**Problem details**
Please copy, without any change, only the lines of the rows below that run from the line containing "Give the outline of every instance of the sweater" through the last line of the rows, including both of those lines.

***** Exercise material

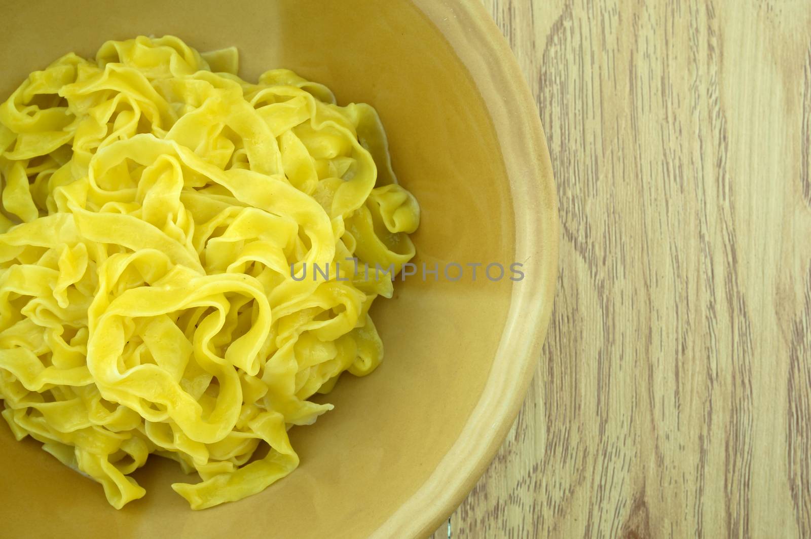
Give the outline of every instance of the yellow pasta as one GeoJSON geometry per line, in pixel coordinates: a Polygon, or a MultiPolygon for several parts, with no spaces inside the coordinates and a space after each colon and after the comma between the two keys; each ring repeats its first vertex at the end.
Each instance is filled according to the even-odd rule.
{"type": "Polygon", "coordinates": [[[108,41],[0,106],[2,416],[116,508],[153,453],[200,474],[172,485],[193,509],[293,471],[287,430],[332,408],[307,399],[383,357],[393,275],[347,260],[414,255],[374,109],[237,63],[108,41]]]}

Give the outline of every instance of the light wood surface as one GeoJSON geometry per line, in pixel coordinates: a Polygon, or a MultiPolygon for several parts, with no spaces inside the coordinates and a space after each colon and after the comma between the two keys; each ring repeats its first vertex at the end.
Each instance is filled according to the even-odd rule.
{"type": "Polygon", "coordinates": [[[537,97],[560,277],[451,536],[809,537],[811,2],[483,3],[537,97]]]}

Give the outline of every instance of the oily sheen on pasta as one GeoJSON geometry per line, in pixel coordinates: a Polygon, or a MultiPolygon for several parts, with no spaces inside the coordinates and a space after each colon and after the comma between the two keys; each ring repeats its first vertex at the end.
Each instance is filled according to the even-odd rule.
{"type": "Polygon", "coordinates": [[[172,485],[194,509],[293,471],[287,430],[380,362],[367,311],[414,254],[374,109],[237,62],[108,41],[0,106],[2,416],[116,508],[150,454],[200,474],[172,485]]]}

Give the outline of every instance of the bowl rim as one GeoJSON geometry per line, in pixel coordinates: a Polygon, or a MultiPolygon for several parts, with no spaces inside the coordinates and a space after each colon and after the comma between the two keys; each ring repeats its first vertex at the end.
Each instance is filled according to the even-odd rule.
{"type": "Polygon", "coordinates": [[[450,43],[487,104],[515,212],[515,261],[507,321],[487,382],[440,464],[372,537],[430,535],[461,503],[501,446],[526,395],[551,317],[558,276],[558,201],[535,100],[518,62],[478,1],[411,0],[450,43]],[[520,203],[517,203],[520,201],[520,203]]]}

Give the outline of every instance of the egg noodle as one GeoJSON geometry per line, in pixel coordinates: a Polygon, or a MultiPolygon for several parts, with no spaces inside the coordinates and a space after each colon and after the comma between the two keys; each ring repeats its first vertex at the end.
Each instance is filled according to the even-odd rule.
{"type": "Polygon", "coordinates": [[[26,436],[120,508],[150,454],[202,481],[193,509],[293,471],[287,437],[372,371],[367,314],[414,255],[419,209],[368,105],[237,52],[108,41],[0,106],[0,398],[26,436]]]}

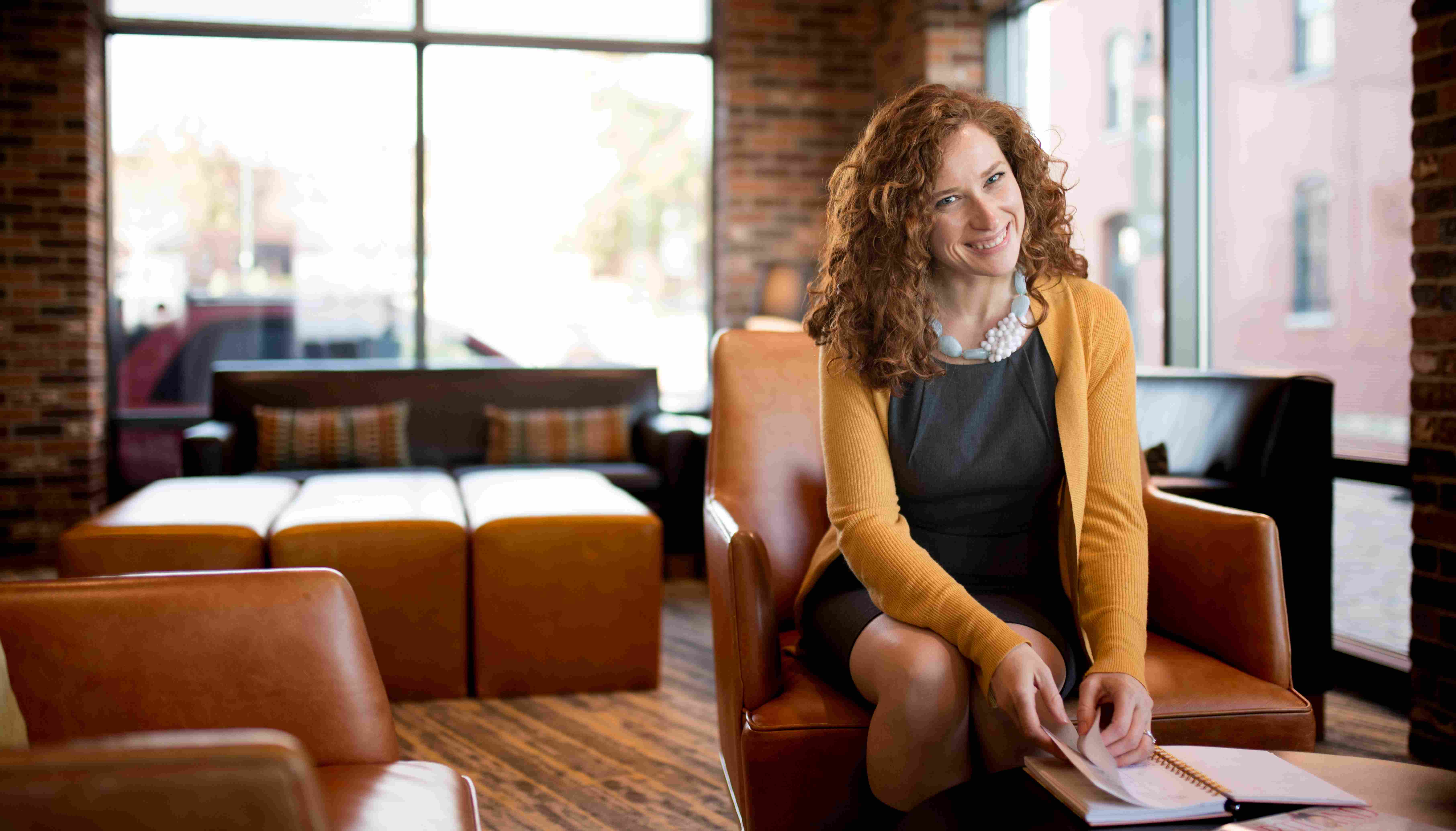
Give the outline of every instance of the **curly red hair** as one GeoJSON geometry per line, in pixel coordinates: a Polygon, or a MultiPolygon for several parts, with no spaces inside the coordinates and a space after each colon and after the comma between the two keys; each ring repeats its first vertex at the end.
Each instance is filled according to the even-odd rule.
{"type": "Polygon", "coordinates": [[[1067,164],[1053,159],[1015,108],[945,84],[909,89],[869,118],[828,180],[828,218],[805,329],[874,389],[901,394],[911,378],[945,370],[932,358],[938,314],[930,291],[930,192],[946,137],[976,124],[1000,146],[1021,188],[1026,227],[1016,266],[1038,291],[1063,275],[1086,278],[1072,249],[1067,164]],[[1053,172],[1060,166],[1060,172],[1053,172]]]}

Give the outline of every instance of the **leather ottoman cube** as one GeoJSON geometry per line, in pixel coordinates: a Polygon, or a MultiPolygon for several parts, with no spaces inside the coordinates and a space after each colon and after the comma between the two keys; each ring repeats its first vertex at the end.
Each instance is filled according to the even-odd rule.
{"type": "Polygon", "coordinates": [[[61,536],[63,578],[261,569],[268,527],[298,492],[287,479],[162,479],[61,536]]]}
{"type": "Polygon", "coordinates": [[[470,521],[479,696],[658,683],[662,524],[600,473],[460,477],[470,521]]]}
{"type": "Polygon", "coordinates": [[[469,694],[464,509],[448,474],[313,476],[274,522],[268,549],[275,568],[348,578],[392,700],[469,694]]]}

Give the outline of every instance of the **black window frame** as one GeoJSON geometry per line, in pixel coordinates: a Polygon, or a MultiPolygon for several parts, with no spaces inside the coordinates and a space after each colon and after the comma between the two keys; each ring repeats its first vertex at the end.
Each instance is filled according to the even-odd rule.
{"type": "MultiPolygon", "coordinates": [[[[537,49],[581,49],[596,52],[668,52],[703,55],[711,63],[712,90],[709,93],[709,114],[718,114],[718,89],[722,61],[719,60],[719,36],[724,29],[722,0],[705,0],[708,3],[708,39],[706,41],[623,41],[600,38],[565,38],[565,36],[536,36],[536,35],[494,35],[476,32],[440,32],[425,28],[427,0],[414,0],[415,22],[412,28],[399,29],[357,29],[347,26],[312,26],[312,25],[274,25],[274,23],[220,23],[199,20],[170,20],[153,17],[118,17],[111,15],[109,0],[87,0],[90,15],[102,32],[102,134],[105,137],[105,151],[102,153],[102,182],[106,192],[103,223],[106,227],[105,244],[102,249],[103,269],[106,274],[106,294],[111,297],[111,112],[109,112],[109,67],[106,65],[105,42],[111,35],[173,35],[173,36],[213,36],[213,38],[252,38],[252,39],[291,39],[291,41],[352,41],[352,42],[387,42],[412,44],[415,47],[415,367],[428,365],[427,326],[425,319],[425,48],[431,45],[478,45],[478,47],[524,47],[537,49]]],[[[713,115],[716,121],[716,115],[713,115]]],[[[709,130],[709,159],[711,170],[708,176],[708,271],[705,274],[705,304],[703,314],[713,326],[713,300],[718,295],[718,178],[712,175],[722,163],[722,147],[719,128],[715,124],[709,130]]],[[[115,367],[121,358],[125,343],[114,332],[115,319],[112,303],[106,303],[105,339],[106,339],[106,434],[108,434],[108,501],[125,496],[121,477],[118,442],[125,428],[151,428],[165,431],[181,431],[202,421],[207,416],[172,415],[172,413],[119,413],[116,409],[116,373],[115,367]]],[[[705,358],[711,359],[711,357],[705,358]]]]}

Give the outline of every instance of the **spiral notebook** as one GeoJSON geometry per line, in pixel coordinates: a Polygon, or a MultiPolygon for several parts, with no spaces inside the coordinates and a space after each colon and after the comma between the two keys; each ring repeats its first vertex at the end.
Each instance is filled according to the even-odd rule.
{"type": "Polygon", "coordinates": [[[1070,761],[1031,757],[1026,773],[1088,825],[1214,819],[1241,802],[1367,805],[1268,751],[1159,747],[1150,761],[1120,768],[1096,728],[1082,738],[1048,732],[1070,761]]]}

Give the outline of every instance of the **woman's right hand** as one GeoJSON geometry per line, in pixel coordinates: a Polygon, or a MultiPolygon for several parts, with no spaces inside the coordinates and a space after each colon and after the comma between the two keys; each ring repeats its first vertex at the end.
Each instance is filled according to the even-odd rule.
{"type": "Polygon", "coordinates": [[[1015,646],[992,672],[992,701],[1010,716],[1038,748],[1056,757],[1061,755],[1041,726],[1041,719],[1045,715],[1059,725],[1072,722],[1061,706],[1061,691],[1051,675],[1051,668],[1029,643],[1015,646]]]}

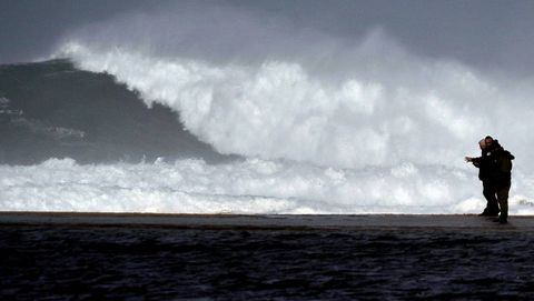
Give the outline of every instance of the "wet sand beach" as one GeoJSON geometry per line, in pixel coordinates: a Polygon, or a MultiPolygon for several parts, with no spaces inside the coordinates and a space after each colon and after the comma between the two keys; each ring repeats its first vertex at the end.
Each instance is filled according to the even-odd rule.
{"type": "Polygon", "coordinates": [[[534,297],[534,218],[0,213],[3,300],[534,297]]]}

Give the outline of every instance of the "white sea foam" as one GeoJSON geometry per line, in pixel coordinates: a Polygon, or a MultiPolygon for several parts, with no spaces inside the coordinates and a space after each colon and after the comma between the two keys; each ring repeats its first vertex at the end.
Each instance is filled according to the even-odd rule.
{"type": "MultiPolygon", "coordinates": [[[[80,165],[50,159],[0,165],[0,211],[176,213],[476,213],[473,173],[404,163],[346,170],[248,159],[80,165]]],[[[532,181],[516,175],[511,213],[533,214],[532,181]]]]}
{"type": "Polygon", "coordinates": [[[2,180],[6,209],[477,212],[476,170],[463,158],[493,134],[517,158],[512,211],[532,212],[534,84],[421,58],[380,29],[347,41],[202,7],[99,23],[55,56],[115,76],[219,152],[250,159],[3,167],[18,179],[2,180]]]}

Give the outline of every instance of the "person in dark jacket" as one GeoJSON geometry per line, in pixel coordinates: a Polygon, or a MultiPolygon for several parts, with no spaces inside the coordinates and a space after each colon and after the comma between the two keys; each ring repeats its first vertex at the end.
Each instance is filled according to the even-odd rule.
{"type": "Polygon", "coordinates": [[[512,160],[514,155],[498,143],[498,140],[486,137],[479,142],[482,154],[477,158],[466,157],[478,168],[478,179],[482,181],[483,194],[487,204],[479,215],[495,217],[496,221],[506,223],[508,218],[508,192],[512,184],[512,160]]]}

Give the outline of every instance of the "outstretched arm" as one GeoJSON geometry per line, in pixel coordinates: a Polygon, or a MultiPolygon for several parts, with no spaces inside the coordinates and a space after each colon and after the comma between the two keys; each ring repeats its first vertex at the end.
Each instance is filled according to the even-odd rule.
{"type": "Polygon", "coordinates": [[[478,167],[481,163],[481,157],[476,157],[476,158],[465,157],[465,162],[471,162],[473,163],[473,165],[478,167]]]}

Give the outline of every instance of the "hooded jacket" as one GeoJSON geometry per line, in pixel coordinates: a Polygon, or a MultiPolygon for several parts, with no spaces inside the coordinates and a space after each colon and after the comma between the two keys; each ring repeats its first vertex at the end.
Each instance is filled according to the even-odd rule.
{"type": "Polygon", "coordinates": [[[482,155],[473,159],[473,164],[478,168],[478,179],[485,184],[507,185],[512,181],[512,160],[515,157],[493,140],[490,149],[482,151],[482,155]]]}

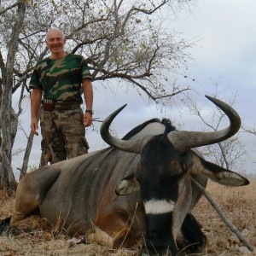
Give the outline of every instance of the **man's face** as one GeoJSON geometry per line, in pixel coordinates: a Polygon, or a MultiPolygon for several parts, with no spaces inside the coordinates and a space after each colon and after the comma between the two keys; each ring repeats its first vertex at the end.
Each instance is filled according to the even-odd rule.
{"type": "Polygon", "coordinates": [[[48,32],[46,44],[52,54],[62,53],[65,44],[66,38],[61,32],[52,30],[48,32]]]}

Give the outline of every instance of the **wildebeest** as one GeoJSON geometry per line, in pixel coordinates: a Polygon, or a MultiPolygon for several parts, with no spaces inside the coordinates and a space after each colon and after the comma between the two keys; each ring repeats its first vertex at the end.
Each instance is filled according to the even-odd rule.
{"type": "Polygon", "coordinates": [[[176,255],[205,237],[191,211],[201,193],[192,176],[206,187],[207,177],[230,186],[249,182],[241,175],[205,160],[194,148],[222,142],[237,132],[238,113],[207,96],[229,117],[230,125],[212,132],[177,131],[167,119],[151,119],[123,139],[110,135],[119,108],[102,125],[110,148],[47,166],[19,183],[11,225],[45,218],[88,242],[131,247],[143,238],[143,255],[176,255]],[[29,217],[29,218],[28,218],[29,217]]]}

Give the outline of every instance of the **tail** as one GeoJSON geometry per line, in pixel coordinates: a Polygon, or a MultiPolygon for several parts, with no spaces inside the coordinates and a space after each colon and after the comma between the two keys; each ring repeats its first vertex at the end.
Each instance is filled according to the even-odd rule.
{"type": "Polygon", "coordinates": [[[10,224],[10,217],[0,220],[0,236],[9,230],[9,224],[10,224]]]}

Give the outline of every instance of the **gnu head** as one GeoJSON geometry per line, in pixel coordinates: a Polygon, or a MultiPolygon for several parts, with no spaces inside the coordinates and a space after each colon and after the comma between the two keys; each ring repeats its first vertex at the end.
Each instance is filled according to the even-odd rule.
{"type": "Polygon", "coordinates": [[[206,176],[232,186],[248,183],[239,174],[206,161],[191,149],[222,142],[236,134],[241,125],[239,115],[234,109],[218,99],[207,98],[228,115],[230,126],[214,132],[174,129],[166,131],[162,127],[159,129],[159,134],[147,133],[138,139],[119,140],[109,134],[108,127],[125,106],[113,113],[102,125],[102,137],[109,145],[140,154],[133,175],[119,183],[116,193],[128,195],[140,191],[147,220],[146,247],[150,255],[166,255],[168,248],[172,255],[176,255],[179,242],[189,240],[190,243],[200,244],[204,241],[196,221],[189,217],[201,196],[201,193],[191,185],[191,175],[204,186],[207,184],[206,176]],[[195,225],[194,230],[198,233],[195,240],[187,234],[189,228],[185,226],[189,225],[195,225]]]}

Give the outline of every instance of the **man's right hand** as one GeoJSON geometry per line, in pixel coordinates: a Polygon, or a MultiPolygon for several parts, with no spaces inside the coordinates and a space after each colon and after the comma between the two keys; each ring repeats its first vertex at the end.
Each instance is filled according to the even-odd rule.
{"type": "Polygon", "coordinates": [[[35,135],[38,135],[38,132],[37,131],[38,130],[38,119],[37,118],[32,118],[31,119],[31,131],[35,134],[35,135]]]}

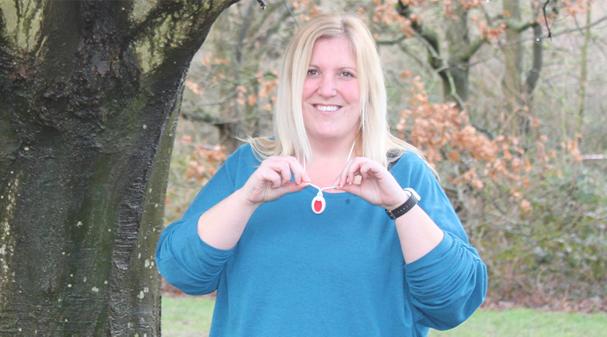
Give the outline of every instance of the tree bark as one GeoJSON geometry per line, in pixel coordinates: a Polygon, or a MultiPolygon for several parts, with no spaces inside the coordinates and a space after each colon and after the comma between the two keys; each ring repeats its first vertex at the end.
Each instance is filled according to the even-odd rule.
{"type": "MultiPolygon", "coordinates": [[[[439,37],[436,31],[416,21],[413,21],[411,28],[428,43],[428,61],[441,77],[444,100],[455,102],[461,109],[468,98],[470,59],[487,40],[479,36],[471,41],[468,10],[459,1],[453,1],[452,6],[454,15],[446,17],[448,56],[441,55],[439,37]]],[[[399,15],[403,17],[410,19],[413,14],[411,5],[401,1],[398,1],[397,8],[399,15]]]]}
{"type": "Polygon", "coordinates": [[[578,116],[576,122],[576,140],[578,144],[581,144],[582,132],[583,131],[584,107],[586,102],[586,87],[588,81],[588,43],[590,41],[590,23],[592,16],[591,1],[586,1],[586,28],[584,32],[584,42],[582,45],[580,56],[580,88],[578,90],[578,116]]]}
{"type": "Polygon", "coordinates": [[[509,116],[511,130],[518,133],[524,128],[526,116],[523,105],[521,73],[523,51],[521,48],[521,30],[513,27],[521,21],[521,6],[518,0],[503,1],[503,11],[508,14],[506,31],[506,44],[502,48],[506,69],[501,87],[504,106],[509,116]]]}
{"type": "Polygon", "coordinates": [[[234,0],[0,1],[0,336],[159,336],[184,78],[234,0]]]}

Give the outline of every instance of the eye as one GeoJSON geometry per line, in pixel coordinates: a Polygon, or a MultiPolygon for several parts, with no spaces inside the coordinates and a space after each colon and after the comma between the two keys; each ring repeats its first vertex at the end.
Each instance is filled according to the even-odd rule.
{"type": "Polygon", "coordinates": [[[342,73],[341,73],[341,76],[342,76],[343,77],[347,77],[347,78],[353,78],[353,77],[354,77],[354,74],[353,74],[352,73],[351,73],[351,72],[349,72],[349,71],[343,71],[343,72],[342,72],[342,73]]]}

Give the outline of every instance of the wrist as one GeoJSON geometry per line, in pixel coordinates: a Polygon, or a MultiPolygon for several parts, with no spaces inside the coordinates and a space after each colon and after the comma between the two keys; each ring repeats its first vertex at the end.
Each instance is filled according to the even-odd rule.
{"type": "Polygon", "coordinates": [[[396,207],[386,209],[386,212],[392,219],[396,219],[398,217],[404,215],[415,207],[421,199],[419,195],[412,188],[403,189],[403,192],[408,196],[406,200],[396,207]]]}

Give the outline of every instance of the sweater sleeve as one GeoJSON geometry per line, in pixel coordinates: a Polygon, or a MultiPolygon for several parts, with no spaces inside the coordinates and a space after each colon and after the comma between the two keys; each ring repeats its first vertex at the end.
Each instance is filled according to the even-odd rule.
{"type": "MultiPolygon", "coordinates": [[[[411,304],[421,324],[452,328],[482,304],[487,291],[487,269],[468,241],[451,202],[426,164],[406,154],[404,171],[408,186],[419,194],[420,207],[443,230],[441,243],[421,259],[405,265],[411,304]]],[[[403,182],[406,182],[404,179],[403,182]]]]}
{"type": "Polygon", "coordinates": [[[239,152],[231,155],[188,207],[183,217],[162,232],[156,249],[156,261],[167,282],[191,295],[214,291],[234,248],[213,247],[198,235],[198,219],[207,209],[235,190],[239,152]]]}

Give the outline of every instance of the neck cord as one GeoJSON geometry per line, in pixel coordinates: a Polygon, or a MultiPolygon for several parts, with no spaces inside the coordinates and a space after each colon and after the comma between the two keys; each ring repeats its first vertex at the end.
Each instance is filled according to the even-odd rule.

**********

**Exercise solution**
Give the outline of every instance of the sweater sleeve as one GeoJSON geometry per line, in pixel coordinates: a Polygon, or a MultiPolygon for several parts, with no spaces inside the coordinates and a space after each colon and after the comma between the two keys; each ring repeats its first vertex at the end.
Each instance is filled according to the even-odd rule.
{"type": "MultiPolygon", "coordinates": [[[[411,304],[421,324],[452,328],[482,304],[487,291],[487,269],[468,241],[451,202],[426,164],[406,154],[404,171],[408,186],[419,194],[420,207],[443,230],[441,243],[421,259],[405,265],[411,304]]],[[[403,182],[406,182],[404,179],[403,182]]]]}
{"type": "Polygon", "coordinates": [[[239,152],[231,155],[188,207],[183,217],[162,232],[156,249],[156,261],[167,282],[191,295],[214,291],[234,248],[213,247],[198,235],[198,219],[207,209],[235,190],[239,152]]]}

Give the outline of every instance of the neck cord as one GeoJSON geometry per line, in pixel coordinates: a Polygon, or a MultiPolygon for several parts, with no spaces inside the coordinates and a space after each colon and after the comma between the two keys; each ring repeats its first vertex at the end.
Each instance is filled according to the even-odd rule.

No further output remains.